- _DOCUMENT_:
== == ==

A central component of the mission of the Berger Institute is to advance understanding of practices and contexts that promote well-being. Moreover, the Institute is particularly interested in cultivating inclusive science and well-being practices to eliminate ethnic/racial, socioeconomic, and gender disparities in health and well-being. The unconditional support of the Berger Advisory Board has been foundational in launching these programs, supporting the involvement of CMC students in cutting-edge research, and providing resources for the training and skill-building that make these proposals successful. 

The ultimate goal is clear: the Berger Institute aims to cultivate CMC students into leaders who not only weather adversity with grace but also take a profound interest in their community’s welfare. Students are not mere bystanders; they are change agents who are wholeheartedly invested in driving positive transformation. In an era marked by an ever-growing web of complex challenges, they are uniquely equipped to tackle the multifaceted issues that lie ahead. CMC and the visionary work of Doan and the Berger Institute are truly setting the stage for a new generation of leaders who are poised to shape a brighter, more inclusive future. CMC is not only preparing students for thoughtful and productive lives and responsible leadership in business, government, and the professions, but as leaders who are invested in their individual and collective success and well-being and their desire to make a difference in the lives of others

"These grants are a game changer," Doan said, "affording us the opportunity to amplify CMC’s far-reaching influence into the adjacent communities, extend our support to those in need, and construct resilient bonds between our institution and the local communities."

== == ==

- _PROVIDED MATERIAL_:
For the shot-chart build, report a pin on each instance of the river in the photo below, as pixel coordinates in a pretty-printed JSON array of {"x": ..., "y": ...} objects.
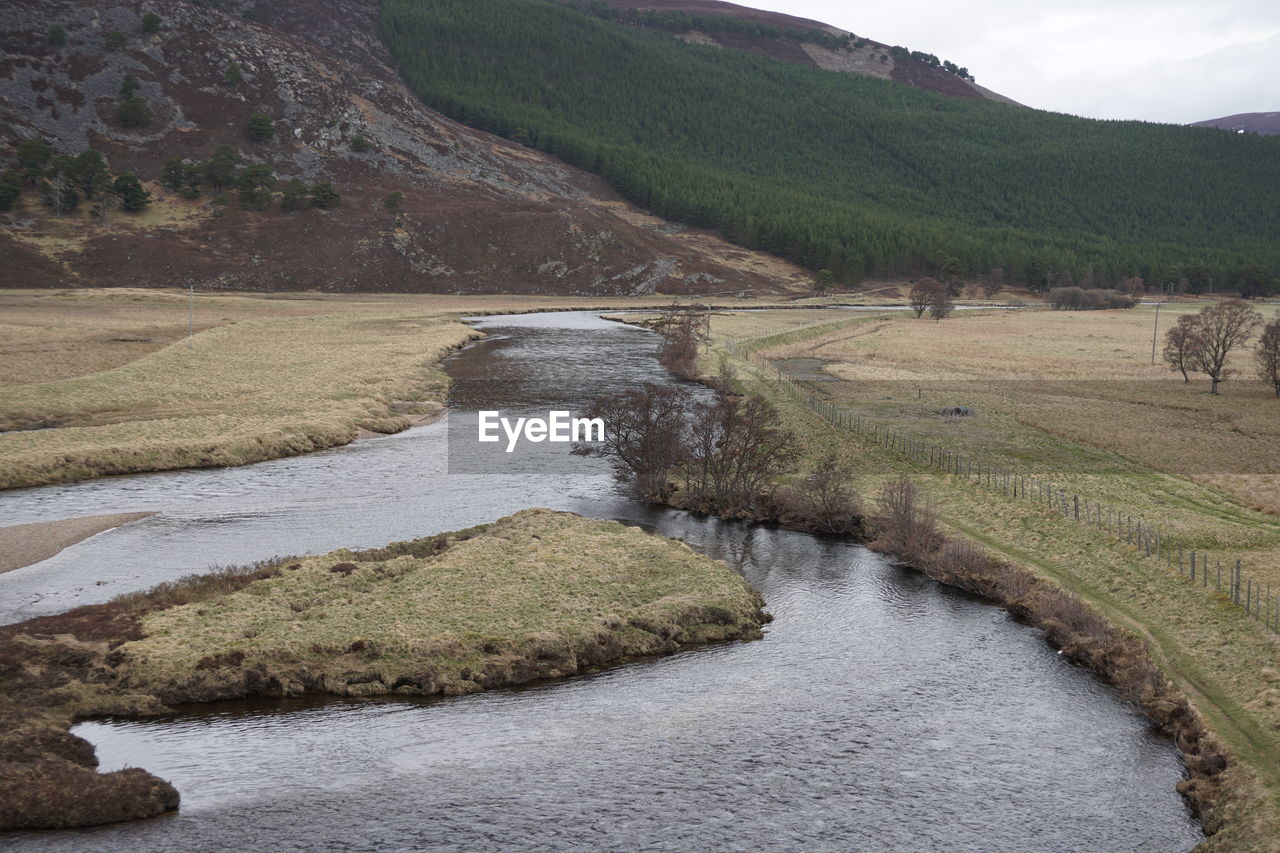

== == ==

- _REQUESTS_:
1. For each statement below, say whether it agrees with the Berger Institute text, and back each yes or no with the deciding words of the text in exact quotation. (a) The Institute aims to eliminate gender disparities in health and well-being. (b) The text describes students as bystanders. (c) Doan calls the grants a game changer.
2. Write out the part of the Berger Institute text that opens with the words containing "A central component" and closes with "these proposals successful.".

- _RESULTS OF THE TASKS_:
1.
(a) Yes: "to eliminate ethnic/racial, socioeconomic, and gender disparities in health and well-being"
(b) No: "Students are not mere bystanders; they are change agents"
(c) Yes: "These grants are a game changer"

2.
A central component of the mission of the Berger Institute is to advance understanding of practices and contexts that promote well-being. Moreover, the Institute is particularly interested in cultivating inclusive science and well-being practices to eliminate ethnic/racial, socioeconomic, and gender disparities in health and well-being. The unconditional support of the Berger Advisory Board has been foundational in launching these programs, supporting the involvement of CMC students in cutting-edge research, and providing resources for the training and skill-building that make these proposals successful.